Text excerpt:
◇ ◇ ◇

We evaluate predictive performance for the models based on the root mean squared error (RMSE), R-squared, and mean absolute error (MAE) metrics. We summarize these performance metrics in the table below based on the resampled holdout sets (prefixed as “res_”) as well as the test set (prefixed as “test_”), for all four non-linear models; we also include the linear model from Exercise 6.3 (elastic net model) for comparison.

We note several observations:

  • Generally the RMSE and MAE metrics are weaker on the resampled holdout sets than on the test set. This may relate to the small sample size of the holdout sets, since the training set includes 132 cases and each holdout set in the 10-fold cross-validation includes only 13 cases, whereas the test set includes 44 cases.
  • Overall the comparative performance of the models is consistent between the resampled metrics and the test metrics. In particular, all four non-linear models have clearly stronger performance than the linear model (ENET) on the test set, although the performance gap narrows on the resamples.

◇ ◇ ◇

Set tasks:
- 1) Using the model-metrics excerpt, decide whether each statement agrees with it: (a) the training set includes 132 cases; (b) the cross-validation uses 5 folds; (c) the performance gap between the non-linear models and the linear model widens on the resamples. For each, answer yes or no and quote the deciding words.
- 2) Name every evaluation metric the model-metrics excerpt uses to measure predictive performance.
- 3) Output the stretch of the model-metrics excerpt from "We evaluate predictive" through "includes 44 cases.", word for word.

◇ ◇ ◇

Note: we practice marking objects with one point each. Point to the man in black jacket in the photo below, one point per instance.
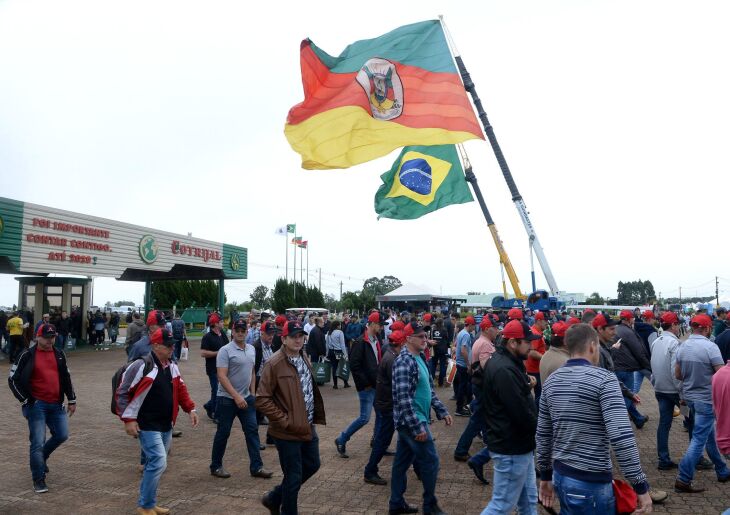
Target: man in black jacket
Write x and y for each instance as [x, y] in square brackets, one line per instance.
[365, 356]
[629, 357]
[511, 421]
[39, 380]
[384, 426]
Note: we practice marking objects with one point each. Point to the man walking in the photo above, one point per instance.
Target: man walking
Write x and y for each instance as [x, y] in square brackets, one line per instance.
[666, 385]
[384, 425]
[463, 358]
[413, 398]
[39, 380]
[582, 399]
[511, 420]
[236, 398]
[148, 406]
[629, 357]
[211, 343]
[365, 356]
[289, 397]
[697, 361]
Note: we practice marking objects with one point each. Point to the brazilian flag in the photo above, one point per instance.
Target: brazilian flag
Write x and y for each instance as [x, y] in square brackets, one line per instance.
[422, 179]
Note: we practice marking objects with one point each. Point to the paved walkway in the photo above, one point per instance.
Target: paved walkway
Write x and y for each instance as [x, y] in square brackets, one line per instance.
[95, 470]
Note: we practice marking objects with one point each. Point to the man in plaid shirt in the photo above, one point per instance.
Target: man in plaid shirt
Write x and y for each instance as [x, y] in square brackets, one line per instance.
[413, 398]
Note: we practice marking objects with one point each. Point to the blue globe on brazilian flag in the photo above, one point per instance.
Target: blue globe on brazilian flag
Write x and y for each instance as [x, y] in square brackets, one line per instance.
[422, 179]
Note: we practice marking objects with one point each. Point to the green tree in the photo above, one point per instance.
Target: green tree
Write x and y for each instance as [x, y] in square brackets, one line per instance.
[260, 297]
[595, 298]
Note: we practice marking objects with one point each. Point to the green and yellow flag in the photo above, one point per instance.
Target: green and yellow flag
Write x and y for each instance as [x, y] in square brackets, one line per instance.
[422, 179]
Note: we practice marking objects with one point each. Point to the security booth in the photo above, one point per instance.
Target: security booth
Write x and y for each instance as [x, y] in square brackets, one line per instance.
[39, 240]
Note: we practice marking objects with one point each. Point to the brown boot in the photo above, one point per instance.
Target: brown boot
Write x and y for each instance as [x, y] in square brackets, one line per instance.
[687, 488]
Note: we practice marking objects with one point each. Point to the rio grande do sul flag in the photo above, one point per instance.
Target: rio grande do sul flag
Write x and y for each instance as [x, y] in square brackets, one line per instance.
[380, 94]
[422, 180]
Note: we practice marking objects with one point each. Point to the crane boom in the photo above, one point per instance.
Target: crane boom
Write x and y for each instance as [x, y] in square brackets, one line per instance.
[516, 197]
[503, 257]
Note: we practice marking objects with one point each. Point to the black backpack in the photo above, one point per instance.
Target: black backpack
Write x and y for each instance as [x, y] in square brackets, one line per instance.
[149, 363]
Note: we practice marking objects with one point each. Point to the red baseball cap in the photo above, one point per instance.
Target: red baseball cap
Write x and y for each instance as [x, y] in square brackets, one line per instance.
[292, 328]
[669, 317]
[701, 321]
[514, 314]
[559, 328]
[375, 318]
[602, 321]
[397, 326]
[518, 330]
[397, 337]
[155, 317]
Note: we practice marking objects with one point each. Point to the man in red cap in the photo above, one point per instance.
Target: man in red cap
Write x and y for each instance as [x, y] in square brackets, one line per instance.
[511, 420]
[697, 361]
[532, 364]
[155, 321]
[556, 356]
[464, 342]
[631, 356]
[365, 355]
[384, 426]
[666, 386]
[40, 380]
[211, 343]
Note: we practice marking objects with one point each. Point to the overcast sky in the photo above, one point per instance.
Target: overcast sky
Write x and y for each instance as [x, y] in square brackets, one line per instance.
[613, 117]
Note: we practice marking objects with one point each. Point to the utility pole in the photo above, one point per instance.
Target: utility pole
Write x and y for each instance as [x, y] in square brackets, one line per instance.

◇ ◇ ◇

Answers per task:
- 1)
(a) Yes: "the training set includes 132 cases"
(b) No: "each holdout set in the 10-fold cross-validation includes only 13 cases"
(c) No: "although the performance gap narrows on the resamples"

- 2)
- Root mean squared error (RMSE)
- R-squared
- Mean absolute error (MAE)

- 3)
We evaluate predictive performance for the models based on the root mean squared error (RMSE), R-squared, and mean absolute error (MAE) metrics. We summarize these performance metrics in the table below based on the resampled holdout sets (prefixed as “res_”) as well as the test set (prefixed as “test_”), for all four non-linear models; we also include the linear model from Exercise 6.3 (elastic net model) for comparison.

We note several observations:

  • Generally the RMSE and MAE metrics are weaker on the resampled holdout sets than on the test set. This may relate to the small sample size of the holdout sets, since the training set includes 132 cases and each holdout set in the 10-fold cross-validation includes only 13 cases, whereas the test set includes 44 cases.